▶ 引用文:
* * * * *
ウッドターニング作品 その84

2020/7/12
果汁搾り器

スダチの季節になると、味噌汁、焼き魚に始まり何にでもスダチを絞ってかけるのが徳島だ。ネットで搾り器を探していたら木製のが見つかったが、販売は終了していたので写真を頼りに図面を描いて自作することにした。図面
1.材料は10年以上も前に友人からもらった、屋久杉を使うことにした。小さいブロックなので木取りに工夫がいりそうだ。
2.先ずは本体と脚に使う部分に3分割。
3.本体は曲線が多いので、図面を原寸でプリントアウトして剥がせるスプレー糊で接着。
4.バンドソーでカットした状態。
5.自作のスピンドルサンダーで切断面を図面通りに研削。
6.本体と蓋に分ける位置を自作鉛筆トースカンでマーキング。
7.テーブルソーで切断すると刃幅分だけロスるので、手鋸でトロトロと切断した。
8.ドラムサンダーで切断面を研削。
9.脚の部分はどうしても材料が足りないので、継はぎになってしまった。ボンドは耐水性を持たせるために、イエローを使っている。
10.部品3個が出来上がった。
11.スクリューチャックを取り付けるための下穴7mm。貫通しないように深さは15mmとした。
12.スクリューチャックのネジ部が長く、ターニングしていくとネジが出てしまうので、チャックとワークの間にスペーサーを挟むことにした。スペーサーは50mm角で厚さ6mm。穴は8oだ。
13.スクリューチャックにワークを捻じ込んだ状態。
14.コンパスで旋削箇所をマーキング。
15.さぁ、これからターニングだ。
16.偏心しているので、回転数は600rpmくらいが限界だ。
17.ターニング完了。中央にはドリル穴の先端が少し覗いている。
18.果汁を排出するSUSパイプが入る12mmの穴あけ。穴をあける前に寸法チェックをしなかった事を、後で後悔することになるのだが…。
19.蓋の部分はバキュームチャックを使ってでターニングした。
20.回転数を下げて慎重に作業し、無事ターニング完了。この凹みには硬い材料で作った押え板を入る予定だ。
21.ここで本体の寸法チェックをしていて間違いに気が付いた。直径60mmの座グリ部分が50mmになっていたのだ。貫通穴は12mmになっているので、もうスクリューチャックは使えない。で、苦肉の策としてM12のボルトで本体を締め付けて、3ツ爪チャックで把持することにした。
22.これで無事に座グリを60mmまで拡張できた。ホット一息だ。
23.本体の果汁が流れる溝加工だが、複雑で罫書くのが面倒なのでレーザーマシンで厚紙を切抜いて、テンプレートを作った。これは内径80mmの溝用だ。
* * * * *
▶ 記録:

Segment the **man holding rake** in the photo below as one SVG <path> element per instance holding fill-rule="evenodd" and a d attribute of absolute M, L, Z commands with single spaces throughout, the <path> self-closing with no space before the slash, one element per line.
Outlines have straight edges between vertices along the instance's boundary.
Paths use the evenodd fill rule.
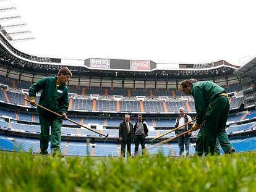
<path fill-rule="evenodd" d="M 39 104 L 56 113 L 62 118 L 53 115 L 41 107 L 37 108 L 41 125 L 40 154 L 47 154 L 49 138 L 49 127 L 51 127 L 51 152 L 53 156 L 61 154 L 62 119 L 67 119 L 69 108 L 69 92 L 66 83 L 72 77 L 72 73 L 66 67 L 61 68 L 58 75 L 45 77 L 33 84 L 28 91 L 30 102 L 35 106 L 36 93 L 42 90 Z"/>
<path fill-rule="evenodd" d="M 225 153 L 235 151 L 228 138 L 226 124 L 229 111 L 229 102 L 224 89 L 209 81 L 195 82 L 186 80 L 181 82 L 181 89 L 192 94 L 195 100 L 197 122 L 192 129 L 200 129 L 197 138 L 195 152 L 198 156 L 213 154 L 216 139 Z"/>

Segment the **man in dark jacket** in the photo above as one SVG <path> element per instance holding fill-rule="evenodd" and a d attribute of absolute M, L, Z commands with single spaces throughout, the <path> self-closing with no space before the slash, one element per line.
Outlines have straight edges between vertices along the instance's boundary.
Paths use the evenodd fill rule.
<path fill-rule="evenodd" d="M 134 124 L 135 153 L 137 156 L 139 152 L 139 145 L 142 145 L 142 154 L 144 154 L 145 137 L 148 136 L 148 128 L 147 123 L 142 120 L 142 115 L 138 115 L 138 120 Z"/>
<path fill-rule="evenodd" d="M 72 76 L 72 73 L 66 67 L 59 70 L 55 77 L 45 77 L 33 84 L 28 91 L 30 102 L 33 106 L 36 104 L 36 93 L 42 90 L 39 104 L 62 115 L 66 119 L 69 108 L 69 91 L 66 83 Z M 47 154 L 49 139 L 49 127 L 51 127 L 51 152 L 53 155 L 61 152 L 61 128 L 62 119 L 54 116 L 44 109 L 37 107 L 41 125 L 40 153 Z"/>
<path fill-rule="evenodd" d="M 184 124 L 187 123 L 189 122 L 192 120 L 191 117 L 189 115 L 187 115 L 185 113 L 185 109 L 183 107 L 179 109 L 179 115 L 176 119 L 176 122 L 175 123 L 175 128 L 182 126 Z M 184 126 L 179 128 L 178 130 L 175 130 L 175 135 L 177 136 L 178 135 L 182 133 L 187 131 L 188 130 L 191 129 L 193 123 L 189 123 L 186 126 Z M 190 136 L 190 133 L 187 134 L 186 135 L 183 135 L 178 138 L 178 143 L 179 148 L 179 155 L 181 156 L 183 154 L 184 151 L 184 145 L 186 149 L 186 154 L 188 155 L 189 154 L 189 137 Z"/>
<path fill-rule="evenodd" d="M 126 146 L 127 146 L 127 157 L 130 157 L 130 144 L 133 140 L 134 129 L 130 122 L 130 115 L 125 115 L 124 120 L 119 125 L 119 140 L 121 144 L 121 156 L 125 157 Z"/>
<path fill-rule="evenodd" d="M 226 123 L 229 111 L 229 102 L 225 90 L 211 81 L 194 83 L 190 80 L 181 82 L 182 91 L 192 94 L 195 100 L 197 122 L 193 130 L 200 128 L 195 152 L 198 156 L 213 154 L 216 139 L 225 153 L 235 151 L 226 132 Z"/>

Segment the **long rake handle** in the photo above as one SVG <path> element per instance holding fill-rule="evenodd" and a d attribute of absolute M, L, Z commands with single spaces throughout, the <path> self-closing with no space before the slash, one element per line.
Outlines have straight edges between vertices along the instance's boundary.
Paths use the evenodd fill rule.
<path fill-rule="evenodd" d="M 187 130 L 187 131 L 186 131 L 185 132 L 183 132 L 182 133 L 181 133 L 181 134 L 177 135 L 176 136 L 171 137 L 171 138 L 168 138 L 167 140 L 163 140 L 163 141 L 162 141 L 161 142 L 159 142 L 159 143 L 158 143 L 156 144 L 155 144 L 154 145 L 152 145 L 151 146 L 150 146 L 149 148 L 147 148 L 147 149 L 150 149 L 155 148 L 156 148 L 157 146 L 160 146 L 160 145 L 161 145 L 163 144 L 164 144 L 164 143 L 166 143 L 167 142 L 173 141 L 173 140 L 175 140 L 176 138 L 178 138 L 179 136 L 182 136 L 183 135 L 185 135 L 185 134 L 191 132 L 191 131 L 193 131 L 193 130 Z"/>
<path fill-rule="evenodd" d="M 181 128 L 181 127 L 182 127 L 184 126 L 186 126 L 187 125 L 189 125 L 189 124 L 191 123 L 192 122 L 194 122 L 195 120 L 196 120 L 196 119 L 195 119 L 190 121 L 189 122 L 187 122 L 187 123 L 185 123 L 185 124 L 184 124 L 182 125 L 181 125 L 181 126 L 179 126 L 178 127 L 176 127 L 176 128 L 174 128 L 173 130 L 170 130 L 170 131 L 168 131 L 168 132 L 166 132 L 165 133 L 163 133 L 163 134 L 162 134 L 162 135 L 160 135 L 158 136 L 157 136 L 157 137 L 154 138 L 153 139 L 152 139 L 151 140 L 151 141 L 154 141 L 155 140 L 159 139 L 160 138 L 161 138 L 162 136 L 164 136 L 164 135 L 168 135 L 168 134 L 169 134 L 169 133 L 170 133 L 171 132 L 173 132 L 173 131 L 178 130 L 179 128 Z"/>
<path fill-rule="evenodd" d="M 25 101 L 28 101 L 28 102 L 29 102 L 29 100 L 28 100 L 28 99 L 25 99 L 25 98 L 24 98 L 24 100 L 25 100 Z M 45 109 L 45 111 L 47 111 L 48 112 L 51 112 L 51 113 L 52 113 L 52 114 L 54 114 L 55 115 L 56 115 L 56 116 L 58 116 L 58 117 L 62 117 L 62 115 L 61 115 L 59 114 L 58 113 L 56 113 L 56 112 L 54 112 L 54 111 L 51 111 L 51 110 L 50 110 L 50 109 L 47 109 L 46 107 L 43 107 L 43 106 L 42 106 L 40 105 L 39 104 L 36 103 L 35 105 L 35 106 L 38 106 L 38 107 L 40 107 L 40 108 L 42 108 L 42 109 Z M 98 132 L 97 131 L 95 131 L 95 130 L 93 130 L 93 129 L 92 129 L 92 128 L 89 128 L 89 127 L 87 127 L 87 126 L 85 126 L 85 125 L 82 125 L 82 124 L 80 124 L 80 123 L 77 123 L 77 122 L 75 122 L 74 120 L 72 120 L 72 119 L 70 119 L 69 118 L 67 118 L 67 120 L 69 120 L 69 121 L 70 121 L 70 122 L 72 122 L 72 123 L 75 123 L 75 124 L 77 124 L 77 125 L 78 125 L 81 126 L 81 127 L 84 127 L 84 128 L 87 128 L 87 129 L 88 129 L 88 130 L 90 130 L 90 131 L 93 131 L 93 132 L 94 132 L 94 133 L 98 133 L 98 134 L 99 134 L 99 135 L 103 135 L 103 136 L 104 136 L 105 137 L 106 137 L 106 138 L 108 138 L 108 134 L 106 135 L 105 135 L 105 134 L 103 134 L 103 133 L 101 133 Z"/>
* * * * *
▶ 作業内容:
1. 引用文によると、搾り器の材料に使った木は何ですか。
2. 引用文の「3.本体は曲線が多いので、図」から「10.部品3個が出来上がった。」までを、一字も変えずに全部書き出してください。

▶ 作業ごとの答え:
1. 屋久杉です。

2.
3.本体は曲線が多いので、図面を原寸でプリントアウトして剥がせるスプレー糊で接着。
4.バンドソーでカットした状態。
5.自作のスピンドルサンダーで切断面を図面通りに研削。
6.本体と蓋に分ける位置を自作鉛筆トースカンでマーキング。
7.テーブルソーで切断すると刃幅分だけロスるので、手鋸でトロトロと切断した。
8.ドラムサンダーで切断面を研削。
9.脚の部分はどうしても材料が足りないので、継はぎになってしまった。ボンドは耐水性を持たせるために、イエローを使っている。
10.部品3個が出来上がった。